WHAT THE EXERCISE ASKS - From the article below on Newington's medical marijuana zoning, extract the passage starting at "Aieta was uneasy" and ending at "the previous meeting.", copying it word for word.
SOURCE TEXT section start
NEWINGTON - A decision has yet to be made, but the Newington Town Zoning and Planning Commission is leaning toward lighter restrictions on medical marijuana production facilities, while maximizing the mandated buffer--the distance they have to be from playgrounds, residential areas, and places of worship--for dispensaries.
The Commission opted to again table the discussion regarding zoning regulations for such businesses, a new issue in light of the state’s medical marijuana licensing program-in order to see a more detailed map, which will identify specific areas within the town’s industrial zones, from Town Planner Craig Minor. The updated map, to be presented at the Commission’s next meeting, will pin point which buildings fall within what is allowable in an industrial zone given a 1,000-foot buffer for dispensaries and a proposed 100-foot requirement for production facilities.
“I want the buildings labeled so I can see exactly what would be affected,” said Commissioner Frank Aieta.
Meanwhile, the TPZ members continue to debate how much of a buffer to put in place and whether or not it should relaxed depending on what type of facility the town is dealing with. When it comes to production facilities, the broad consensus, at least for now, seems to be that a 100-foot buffer is acceptable, given a high level of security that is characteristic of such an operation.
“I still have strong beliefs in separating the production from distribution,” said Commissioner Kenneth Leggo. “I didn’t see a reason [for a 1,000-foot buffer for production facilities] with a closed building.”
Aieta was uneasy about the 100-foot proposal for medical marijuana growing operations.
“I don’t think it lends itself to protecting the neighborhoods,” Aieta said during the discussion.
At the TPZ’s previous meeting, Aieta pointed to the Newington Community Master Plan, a non-legally binding document listing a slew of priorities for the town.
“Part of that plan is to protect the residential areas, and going down to 100 feet is way too small of a buffer,” he said at the previous meeting.
With a 1,000-foot buffer applied to both production and dispensary facilities, the industrial areas on Fenn Road and North Mountain Road would be very limited in their ability to allow for such businesses, while Newington Junction would have no room, according to Minor.
“It would reduce the amount of available space rather dramatically,” Minor said during the discussion.
SOURCE TEXT section end
THE DATA section start
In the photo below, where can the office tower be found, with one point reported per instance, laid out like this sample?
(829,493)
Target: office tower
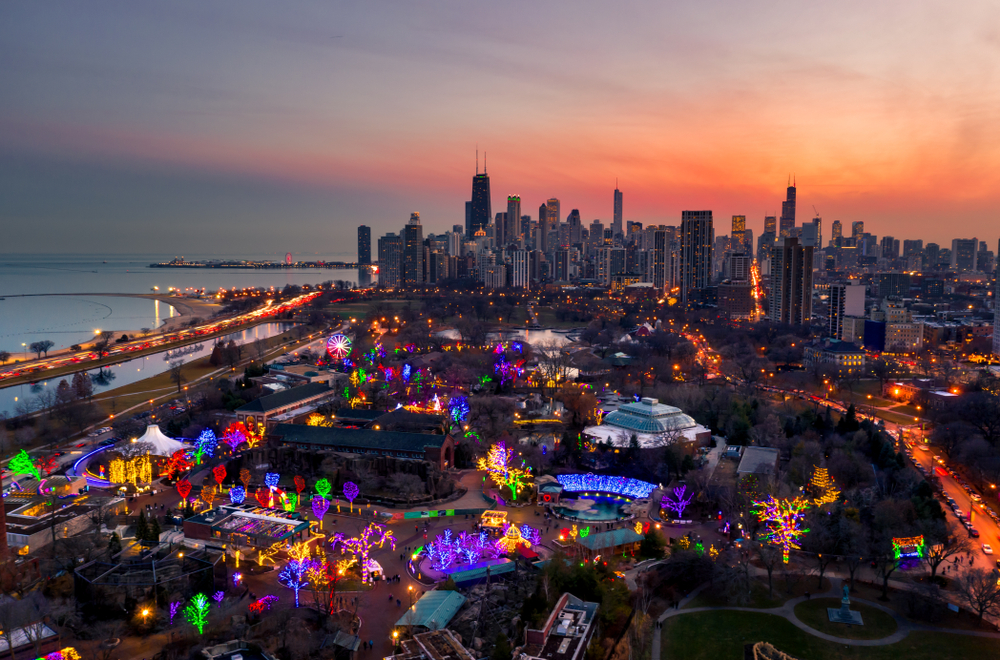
THE DATA section end
EXPECTED OUTPUT -
Aieta was uneasy about the 100-foot proposal for medical marijuana growing operations.
“I don’t think it lends itself to protecting the neighborhoods,” Aieta said during the discussion.
At the TPZ’s previous meeting, Aieta pointed to the Newington Community Master Plan, a non-legally binding document listing a slew of priorities for the town.
“Part of that plan is to protect the residential areas, and going down to 100 feet is way too small of a buffer,” he said at the previous meeting.